Transcribe the records below exactly.

#####

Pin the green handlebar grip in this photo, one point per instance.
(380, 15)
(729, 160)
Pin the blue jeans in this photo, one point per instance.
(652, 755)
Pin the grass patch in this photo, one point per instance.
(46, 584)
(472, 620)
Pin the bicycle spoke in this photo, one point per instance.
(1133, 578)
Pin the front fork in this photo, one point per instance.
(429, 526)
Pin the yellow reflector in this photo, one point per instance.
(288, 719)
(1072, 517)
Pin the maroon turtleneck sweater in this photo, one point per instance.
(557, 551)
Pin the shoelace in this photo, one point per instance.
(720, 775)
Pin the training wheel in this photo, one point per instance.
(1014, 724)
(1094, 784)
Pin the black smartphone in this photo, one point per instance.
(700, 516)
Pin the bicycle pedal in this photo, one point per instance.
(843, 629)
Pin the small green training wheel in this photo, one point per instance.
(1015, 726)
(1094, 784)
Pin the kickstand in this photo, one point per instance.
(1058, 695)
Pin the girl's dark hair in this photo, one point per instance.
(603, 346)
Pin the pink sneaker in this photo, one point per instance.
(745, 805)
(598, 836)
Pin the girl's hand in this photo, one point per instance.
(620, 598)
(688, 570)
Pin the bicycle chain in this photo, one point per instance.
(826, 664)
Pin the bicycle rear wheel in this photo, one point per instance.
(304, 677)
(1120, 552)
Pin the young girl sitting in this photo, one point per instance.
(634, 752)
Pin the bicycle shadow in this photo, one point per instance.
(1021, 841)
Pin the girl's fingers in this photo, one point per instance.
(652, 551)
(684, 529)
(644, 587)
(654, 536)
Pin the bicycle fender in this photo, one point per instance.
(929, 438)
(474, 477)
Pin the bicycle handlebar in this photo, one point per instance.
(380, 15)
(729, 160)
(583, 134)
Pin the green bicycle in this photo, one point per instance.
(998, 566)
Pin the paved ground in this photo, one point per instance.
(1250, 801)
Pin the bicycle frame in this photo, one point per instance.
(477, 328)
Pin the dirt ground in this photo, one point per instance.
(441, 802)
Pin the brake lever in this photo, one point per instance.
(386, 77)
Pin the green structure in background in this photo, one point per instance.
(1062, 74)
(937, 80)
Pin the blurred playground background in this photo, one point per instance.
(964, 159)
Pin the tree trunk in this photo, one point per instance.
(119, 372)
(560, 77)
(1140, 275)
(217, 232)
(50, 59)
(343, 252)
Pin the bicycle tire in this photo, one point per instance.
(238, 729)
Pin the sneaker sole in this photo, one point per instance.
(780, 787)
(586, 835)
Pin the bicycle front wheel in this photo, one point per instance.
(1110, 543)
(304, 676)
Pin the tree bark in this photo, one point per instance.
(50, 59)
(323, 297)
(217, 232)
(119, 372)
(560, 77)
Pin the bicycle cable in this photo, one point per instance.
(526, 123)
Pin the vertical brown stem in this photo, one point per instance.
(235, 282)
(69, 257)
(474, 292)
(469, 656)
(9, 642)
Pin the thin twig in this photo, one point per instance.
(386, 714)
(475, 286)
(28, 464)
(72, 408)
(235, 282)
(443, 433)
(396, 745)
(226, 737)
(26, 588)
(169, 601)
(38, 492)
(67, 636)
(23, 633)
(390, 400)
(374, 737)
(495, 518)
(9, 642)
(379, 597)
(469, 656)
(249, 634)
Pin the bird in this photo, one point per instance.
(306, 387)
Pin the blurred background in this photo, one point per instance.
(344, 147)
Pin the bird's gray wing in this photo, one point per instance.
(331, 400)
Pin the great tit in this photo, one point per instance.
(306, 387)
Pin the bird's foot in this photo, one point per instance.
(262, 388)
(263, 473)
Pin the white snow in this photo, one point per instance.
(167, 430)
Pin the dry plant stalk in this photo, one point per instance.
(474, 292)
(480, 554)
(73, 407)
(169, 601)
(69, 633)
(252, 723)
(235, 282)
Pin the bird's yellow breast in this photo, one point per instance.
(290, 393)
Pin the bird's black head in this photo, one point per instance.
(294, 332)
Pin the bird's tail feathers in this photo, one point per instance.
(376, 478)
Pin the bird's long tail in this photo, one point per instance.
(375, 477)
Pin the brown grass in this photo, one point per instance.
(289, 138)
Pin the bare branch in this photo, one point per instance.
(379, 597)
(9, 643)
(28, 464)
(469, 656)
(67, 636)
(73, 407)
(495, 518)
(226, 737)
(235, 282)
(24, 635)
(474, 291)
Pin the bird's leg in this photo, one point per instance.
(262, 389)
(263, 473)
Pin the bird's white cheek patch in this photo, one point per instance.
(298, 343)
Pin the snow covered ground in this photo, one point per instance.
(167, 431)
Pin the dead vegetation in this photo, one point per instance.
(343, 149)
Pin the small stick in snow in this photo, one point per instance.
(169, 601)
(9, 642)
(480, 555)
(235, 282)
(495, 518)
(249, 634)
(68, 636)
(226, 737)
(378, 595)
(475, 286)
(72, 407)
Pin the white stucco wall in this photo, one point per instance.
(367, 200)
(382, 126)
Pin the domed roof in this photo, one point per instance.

#####

REPLY TO THE TASK:
Pin the green handlebar grip in this photo, one point per instance.
(380, 15)
(729, 160)
Pin the blue jeans in this photo, one point per instance.
(652, 755)
Pin the grass patch in this photo, one point per instance.
(46, 584)
(472, 620)
Pin the bicycle spoke in this photo, one point per instance.
(1133, 578)
Pin the front fork in this photo, one point per instance.
(429, 526)
Pin the yellow reflector in this photo, one point per instance.
(288, 719)
(1072, 517)
Pin the maroon turtleneck sweater in this photo, one point per instance.
(557, 551)
Pin the shoelace in this photo, one point per instance.
(720, 775)
Pin the training wheel in this photo, one point per instance.
(1014, 724)
(1094, 784)
Pin the black smartphone in this photo, one point per instance.
(700, 516)
Pin the bicycle pedal in this photo, one point per instance.
(843, 629)
Pin the small green training wheel in this photo, one point per instance.
(1015, 726)
(1094, 784)
Pin the kickstand in this photo, one point per instance.
(1058, 695)
Pin the girl's dark hair in this photo, one point per instance.
(603, 346)
Pin the pink sneaker in this photo, one point per instance.
(745, 805)
(598, 836)
Pin the girl's hand in this photo, one point per instance.
(620, 598)
(688, 570)
Pin the bicycle chain in this photo, one point per instance.
(826, 664)
Pin the bicycle rear wheel in this photo, one point per instance.
(304, 677)
(1120, 552)
Pin the young girl sitting in this photo, one point per instance.
(634, 752)
Pin the bicycle shadow in this photo, one point per instance.
(1021, 841)
Pin the girl's fingers in this photo, one point per instance.
(652, 551)
(684, 529)
(644, 587)
(654, 536)
Pin the bicycle fender in this photo, one point per instance.
(929, 438)
(474, 477)
Pin the bicycle handlebar in this photo, one point per instance.
(380, 15)
(729, 160)
(583, 134)
Pin the green bicycle in this photo, one point per instance.
(998, 566)
Pin the paved ground in this photo, one point per instance.
(1250, 801)
Pin the bicycle frame in this photo, one point per instance.
(477, 328)
Pin the dirt ground in this photo, one point per instance.
(441, 802)
Pin the brake lever in this photo, one point per instance.
(386, 77)
Pin the green structure in background in this photo, one point per instance.
(1062, 74)
(937, 80)
Pin the blurred playground background in this photo, one point per instance.
(964, 159)
Pin the tree trunk in this photo, one point per instance.
(119, 372)
(560, 77)
(1140, 275)
(217, 232)
(50, 59)
(343, 252)
Pin the bicycle tire in this photo, one point per instance.
(238, 729)
Pin the sneaker sole in this photo, one point per instance.
(780, 787)
(586, 835)
Pin the bicycle front wheel in this photo, one point per instance.
(1110, 543)
(304, 676)
Pin the tree bark in this photo, one point per instance.
(50, 59)
(323, 297)
(217, 232)
(119, 372)
(560, 77)
Pin the bicycle cable in this photo, one point per instance.
(526, 123)
Pin the vertical brown stem in this photo, one point per instance.
(235, 282)
(69, 257)
(474, 292)
(469, 656)
(9, 642)
Pin the thin twig in this photo, one point per instance.
(386, 714)
(475, 286)
(28, 464)
(72, 408)
(235, 282)
(443, 433)
(396, 745)
(226, 737)
(26, 588)
(169, 601)
(38, 492)
(67, 636)
(23, 633)
(390, 400)
(374, 737)
(495, 518)
(9, 642)
(379, 597)
(469, 656)
(249, 634)
Pin the bird in this photo, one point per instance.
(306, 387)
Pin the blurred background in this photo, one point per instance.
(344, 147)
Pin the bird's gray wing in this photo, one point per instance.
(331, 400)
Pin the great tit in this photo, one point per instance.
(306, 387)
Pin the bird's foot in this photo, one point per instance.
(262, 388)
(263, 473)
Pin the white snow in this photo, one point per instance.
(167, 430)
Pin the dry plant stalk in this photo, one point per instance.
(474, 292)
(480, 554)
(73, 407)
(169, 601)
(69, 633)
(252, 723)
(235, 282)
Pin the bird's yellow breast in this photo, one point per instance.
(290, 393)
Pin the bird's black head in this photo, one point per instance.
(294, 332)
Pin the bird's tail feathers in this photo, one point per instance.
(376, 478)
Pin the bird's long tail in this photo, one point per instance.
(375, 477)
Pin the brown grass in this photo, one point per instance.
(289, 138)
Pin the bare branch in this photo, one point per instance.
(379, 597)
(9, 643)
(28, 464)
(469, 656)
(67, 636)
(73, 407)
(495, 518)
(226, 737)
(235, 282)
(24, 635)
(474, 291)
Pin the bird's leg in this photo, one point per instance.
(262, 389)
(263, 473)
Pin the bird's white cheek patch in this photo, one point per instance.
(298, 343)
Pin the snow covered ground in this photo, one point per instance.
(167, 431)
Pin the dead vegetation in this photo, one point per instance.
(343, 149)
Pin the small stick in snow in this photo, one point per instance.
(169, 601)
(9, 642)
(480, 555)
(235, 282)
(495, 518)
(249, 634)
(68, 636)
(226, 737)
(378, 595)
(475, 286)
(72, 407)
Pin the white stucco wall in this photo, one point per instance.
(367, 200)
(382, 126)
Pin the domed roof in this photo, one point per instance.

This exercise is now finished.